* **Prompt**
Copy out all the records below, changing every "put a point on each instance" to "mark every instance" and keeping everything else the same.

(Pointing and labeling records)
· · · ·
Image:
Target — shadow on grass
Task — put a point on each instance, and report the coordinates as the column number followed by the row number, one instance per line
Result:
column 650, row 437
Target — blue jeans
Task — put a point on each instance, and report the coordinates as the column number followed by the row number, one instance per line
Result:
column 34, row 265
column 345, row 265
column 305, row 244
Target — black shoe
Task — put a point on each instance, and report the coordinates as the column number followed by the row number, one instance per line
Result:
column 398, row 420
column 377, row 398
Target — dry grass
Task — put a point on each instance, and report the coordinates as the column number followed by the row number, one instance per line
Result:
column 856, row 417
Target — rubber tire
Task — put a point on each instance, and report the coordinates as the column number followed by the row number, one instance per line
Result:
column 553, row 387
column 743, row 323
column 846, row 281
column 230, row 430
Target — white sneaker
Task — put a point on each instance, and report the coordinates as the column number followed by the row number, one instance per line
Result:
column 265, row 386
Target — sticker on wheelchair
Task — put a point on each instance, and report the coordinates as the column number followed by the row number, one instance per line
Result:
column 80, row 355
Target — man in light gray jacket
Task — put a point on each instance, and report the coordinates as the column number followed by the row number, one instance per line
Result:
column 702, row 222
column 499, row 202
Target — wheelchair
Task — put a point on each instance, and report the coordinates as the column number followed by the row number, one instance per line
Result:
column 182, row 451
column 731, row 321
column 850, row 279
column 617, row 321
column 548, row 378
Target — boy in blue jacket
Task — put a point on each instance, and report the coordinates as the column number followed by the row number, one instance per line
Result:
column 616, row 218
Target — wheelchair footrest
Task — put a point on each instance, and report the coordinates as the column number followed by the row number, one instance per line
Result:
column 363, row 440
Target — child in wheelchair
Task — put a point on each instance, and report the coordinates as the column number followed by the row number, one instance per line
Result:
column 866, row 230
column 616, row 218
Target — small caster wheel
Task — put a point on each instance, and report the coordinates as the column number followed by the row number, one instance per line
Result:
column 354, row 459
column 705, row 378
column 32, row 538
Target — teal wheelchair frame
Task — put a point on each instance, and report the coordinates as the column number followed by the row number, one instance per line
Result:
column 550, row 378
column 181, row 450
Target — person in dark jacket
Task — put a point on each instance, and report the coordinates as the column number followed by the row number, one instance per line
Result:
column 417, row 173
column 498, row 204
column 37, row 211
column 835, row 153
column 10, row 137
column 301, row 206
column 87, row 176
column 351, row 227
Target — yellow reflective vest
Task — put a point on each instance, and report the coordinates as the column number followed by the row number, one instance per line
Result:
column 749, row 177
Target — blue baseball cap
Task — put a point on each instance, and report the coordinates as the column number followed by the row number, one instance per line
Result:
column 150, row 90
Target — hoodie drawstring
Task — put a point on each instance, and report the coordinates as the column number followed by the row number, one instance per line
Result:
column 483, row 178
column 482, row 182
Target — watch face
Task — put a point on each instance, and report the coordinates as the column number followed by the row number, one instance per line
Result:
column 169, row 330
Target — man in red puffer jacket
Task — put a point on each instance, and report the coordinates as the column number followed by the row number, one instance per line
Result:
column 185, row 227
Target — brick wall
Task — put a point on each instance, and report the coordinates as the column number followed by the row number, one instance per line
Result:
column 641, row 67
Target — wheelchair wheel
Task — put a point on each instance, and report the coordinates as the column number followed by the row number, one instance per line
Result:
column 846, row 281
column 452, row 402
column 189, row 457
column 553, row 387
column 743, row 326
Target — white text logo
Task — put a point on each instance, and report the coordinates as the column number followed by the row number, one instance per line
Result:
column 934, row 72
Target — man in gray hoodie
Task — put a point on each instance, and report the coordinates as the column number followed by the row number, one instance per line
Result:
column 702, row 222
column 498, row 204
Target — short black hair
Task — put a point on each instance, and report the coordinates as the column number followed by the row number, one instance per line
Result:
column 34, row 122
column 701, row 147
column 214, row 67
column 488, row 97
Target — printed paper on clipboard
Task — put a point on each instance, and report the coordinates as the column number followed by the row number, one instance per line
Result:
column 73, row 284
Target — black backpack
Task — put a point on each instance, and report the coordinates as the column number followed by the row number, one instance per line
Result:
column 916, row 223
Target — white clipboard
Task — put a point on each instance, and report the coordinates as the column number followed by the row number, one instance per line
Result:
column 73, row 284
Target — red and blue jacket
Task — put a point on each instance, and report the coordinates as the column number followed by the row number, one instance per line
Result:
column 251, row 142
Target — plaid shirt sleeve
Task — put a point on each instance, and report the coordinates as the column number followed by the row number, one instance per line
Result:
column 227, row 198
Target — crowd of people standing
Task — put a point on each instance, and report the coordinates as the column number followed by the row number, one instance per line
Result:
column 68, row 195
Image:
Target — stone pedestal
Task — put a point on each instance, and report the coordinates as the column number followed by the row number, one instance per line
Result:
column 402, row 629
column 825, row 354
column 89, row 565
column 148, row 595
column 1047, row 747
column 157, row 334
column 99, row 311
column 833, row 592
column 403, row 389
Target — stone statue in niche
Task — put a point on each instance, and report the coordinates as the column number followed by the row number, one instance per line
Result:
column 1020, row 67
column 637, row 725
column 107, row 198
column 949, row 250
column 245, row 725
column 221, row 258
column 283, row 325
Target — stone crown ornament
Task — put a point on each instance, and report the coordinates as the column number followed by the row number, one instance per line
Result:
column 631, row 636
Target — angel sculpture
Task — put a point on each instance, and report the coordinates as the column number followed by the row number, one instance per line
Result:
· · · ·
* **Reply to the task**
Image:
Target — shadow on grass
Task — mark every instance, and report the coordinates as the column number followed by the row number, one instance per line
Result:
column 650, row 437
Target — blue jeans
Task — mark every instance, and report the coordinates as the column number followed by the row number, one instance per line
Result:
column 34, row 265
column 345, row 265
column 305, row 244
Target — black shoe
Task — mark every instance, and report the coordinates as the column number followed by the row number, one instance per line
Result:
column 398, row 420
column 377, row 398
Target — dry grass
Task — mark every instance, and report the coordinates as the column number followed by the row number, one instance per line
Result:
column 856, row 417
Target — rubber tire
Task — mark every instance, and report the coordinates as the column number followed by the row number, one instance per line
Result:
column 553, row 387
column 743, row 323
column 846, row 281
column 230, row 430
Target — white sneaker
Task — mark every instance, and report the coordinates as the column number followed by the row number, one instance per line
Result:
column 265, row 386
Target — sticker on wheelchair
Task — mark every instance, and report the coordinates as the column number followed by the row number, one instance per line
Result:
column 80, row 355
Target — man in light gray jacket
Task — mark every instance, and report the coordinates as the column number followed by the row number, one instance per line
Result:
column 702, row 222
column 499, row 202
Target — wheelchair
Task — mark every instance, and report the coordinates as the column number followed by the row number, one instance per line
Result:
column 182, row 451
column 731, row 321
column 850, row 279
column 617, row 321
column 548, row 378
Target — boy in blue jacket
Task — mark every instance, and report the coordinates as the column number followed by the row number, one instance per line
Result:
column 616, row 218
Target — wheelchair footrest
Task — mark every instance, and report the coordinates as the column number followed by the row number, one instance per line
Result:
column 363, row 440
Target — child in wheelchair
Task — mark every instance, and report the coordinates as the column number followed by the row number, one instance per line
Result:
column 866, row 230
column 616, row 218
Target — small caster wheel
Task — mark every instance, and report the coordinates as the column number followed by the row number, one instance per line
Result:
column 354, row 459
column 705, row 378
column 32, row 538
Target — teal wheelchair frame
Task — mark every instance, and report the coordinates as the column number followed by the row number, one instance per line
Result:
column 550, row 378
column 181, row 450
Target — person in dark jacket
Task — mark every instance, and report the coordinates as the column number followed by the row number, one instance per line
Result:
column 417, row 173
column 498, row 204
column 37, row 211
column 835, row 153
column 10, row 137
column 301, row 206
column 87, row 176
column 351, row 227
Target — yellow reflective vest
Task — mark every instance, and report the coordinates as the column number followed by the row number, one instance per line
Result:
column 749, row 177
Target — blue baseball cap
Task — mark every instance, and report the coordinates as the column number followed by the row number, one instance per line
Result:
column 150, row 90
Target — hoodie drawstring
Task — mark every instance, and report the coordinates as the column number followed by the row number, one instance per line
Result:
column 483, row 178
column 482, row 182
Target — watch face
Task — mark every instance, and report the coordinates as the column number followed by the row number, one instance per line
Result:
column 169, row 330
Target — man in red puffer jacket
Task — mark every instance, and report the coordinates as the column number followed by the row number, one instance per line
Result:
column 185, row 227
Target — brick wall
Task — mark every instance, and report the coordinates as the column number followed by the row number, one instance per line
Result:
column 641, row 67
Target — wheelchair wheel
Task — mark every instance, and report the coordinates as the column number followed by the row number, one instance per line
Result:
column 846, row 281
column 452, row 402
column 189, row 457
column 553, row 387
column 743, row 326
Target — white text logo
Task — mark every instance, and report the coordinates as the column number followed by the row number, one instance per line
Result:
column 934, row 72
Target — man in gray hoodie
Task — mark every instance, and report the coordinates as the column number followed by the row number, one instance per line
Result:
column 702, row 222
column 498, row 204
Target — short black hair
Task — mark every instance, and report the coordinates as the column number followed by the row number, one instance per line
Result:
column 34, row 122
column 701, row 147
column 214, row 67
column 488, row 97
Target — printed paper on clipboard
Task — mark every instance, and report the coordinates as the column number followed by the row number, one instance per line
Result:
column 73, row 284
Target — black backpack
Task — mark every instance, and report the coordinates as the column number followed by the row number, one instance per line
Result:
column 916, row 223
Target — white clipboard
Task — mark every instance, and report the coordinates as the column number followed by the row number, one instance per line
Result:
column 73, row 284
Target — red and blue jacket
Task — mark every instance, and report the coordinates as the column number followed by the row number, one instance per line
Result:
column 251, row 142
Target — plaid shirt sleeve
Task — mark every instance, and report the coordinates as the column number followed by the row number, one instance per line
Result:
column 227, row 198
Target — crowd of people standing
Task — mark every instance, and report the coordinates as the column number followed by the row number, one instance per line
Result:
column 68, row 195
Image:
Target — stone pedestal
Task — mark every instance, and report the coordinates as the column number followed by the row number, one instance per line
Result:
column 402, row 629
column 825, row 354
column 89, row 565
column 148, row 595
column 1047, row 747
column 157, row 334
column 99, row 311
column 833, row 592
column 403, row 389
Target — stone statue in niche
Task — mark every instance, and report the coordinates as the column number followed by the row number, one instance per line
Result:
column 1020, row 67
column 637, row 725
column 107, row 198
column 949, row 250
column 245, row 725
column 221, row 258
column 283, row 325
Target — stone crown ornament
Task — mark every instance, and report the coordinates as the column number followed by the row number, one instance per line
Result:
column 631, row 636
Target — angel sculpture
Task — mark every instance, and report the coordinates as the column number followed by the row number, one instance per line
Result:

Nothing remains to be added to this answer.